### Page excerpt:
————
Nonetheless, value equality might sometimes be useful.  How to achieve it? 

There is already a globally distinct, agreed, and unambiguous way to refer to each well-known XML namespace URI.  It is the URI itself.  If the keyword-namespace must have the same properties, it ought to follow from the URI, not be left to the discretion of individual consumers. 

Could there be a well-known translation from namespace-URI to keyword-namespace and back?  These keyword namespaces would be cumbersome (as they must include the whole URI and also avoid colliding with the namespace of any other namespaced keywords anywhere), but consumers could alias them conveniently without impacting value comparisons:

(->> 'xmlns.http.www.w3.org.n1999.xhtml
     create-ns
     ns-name
     symbol
     (alias '
xhtml))

To account for the whole space of URIs, without violating the Clojure or EDN keyword namespace spec or compromising reverse translation back to the URI, you might have to go further.  For example, combine a legible symbol name computed with some loss (as an assertion) and a Base-64 encoding...
————
### Supplied material:
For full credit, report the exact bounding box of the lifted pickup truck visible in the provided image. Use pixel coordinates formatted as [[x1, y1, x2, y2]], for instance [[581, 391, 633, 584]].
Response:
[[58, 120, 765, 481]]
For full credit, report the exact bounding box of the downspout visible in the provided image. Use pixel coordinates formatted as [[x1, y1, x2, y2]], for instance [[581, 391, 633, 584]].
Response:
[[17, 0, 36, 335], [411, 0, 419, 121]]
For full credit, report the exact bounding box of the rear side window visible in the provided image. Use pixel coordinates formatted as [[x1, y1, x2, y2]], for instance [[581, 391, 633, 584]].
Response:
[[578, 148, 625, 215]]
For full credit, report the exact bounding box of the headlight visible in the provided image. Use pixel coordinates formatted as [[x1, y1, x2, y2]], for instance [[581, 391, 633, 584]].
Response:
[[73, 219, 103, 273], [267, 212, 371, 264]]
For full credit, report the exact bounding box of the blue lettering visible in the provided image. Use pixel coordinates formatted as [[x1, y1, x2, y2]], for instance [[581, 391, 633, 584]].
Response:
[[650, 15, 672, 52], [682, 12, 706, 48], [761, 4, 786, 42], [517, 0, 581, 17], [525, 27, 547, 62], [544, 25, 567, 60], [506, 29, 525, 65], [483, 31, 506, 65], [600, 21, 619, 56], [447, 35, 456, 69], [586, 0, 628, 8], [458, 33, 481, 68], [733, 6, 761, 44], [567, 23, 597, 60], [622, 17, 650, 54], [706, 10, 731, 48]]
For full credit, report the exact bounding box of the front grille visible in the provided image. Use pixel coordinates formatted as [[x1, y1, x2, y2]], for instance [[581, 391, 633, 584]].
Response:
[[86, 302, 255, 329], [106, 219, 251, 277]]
————
### Exercise brief:
Extend the passage on mapping XML namespace URIs to keyword namespaces, picking up after its last sentence.

### Reply to the task:
(->> 'xmlns.http.maven.apache.org.POM.4.0.0.aHR0cDovL21hdmVuLmFwYWNoZS5vcmcvUE9NLzQuMC4wCg==
     create-ns
     ns-name
     symbol
     (alias '
pom))

A well-known formula for namespace keywords representing XML namespaces could replace the ad-hoc mutable map and satisfy your dual aims that clojure.data.xml applications might use keywords for convenience while also maintaining strict value equality of the XML data structures all the way to the horizon.  (The data structure would use such keywords for all element tags.)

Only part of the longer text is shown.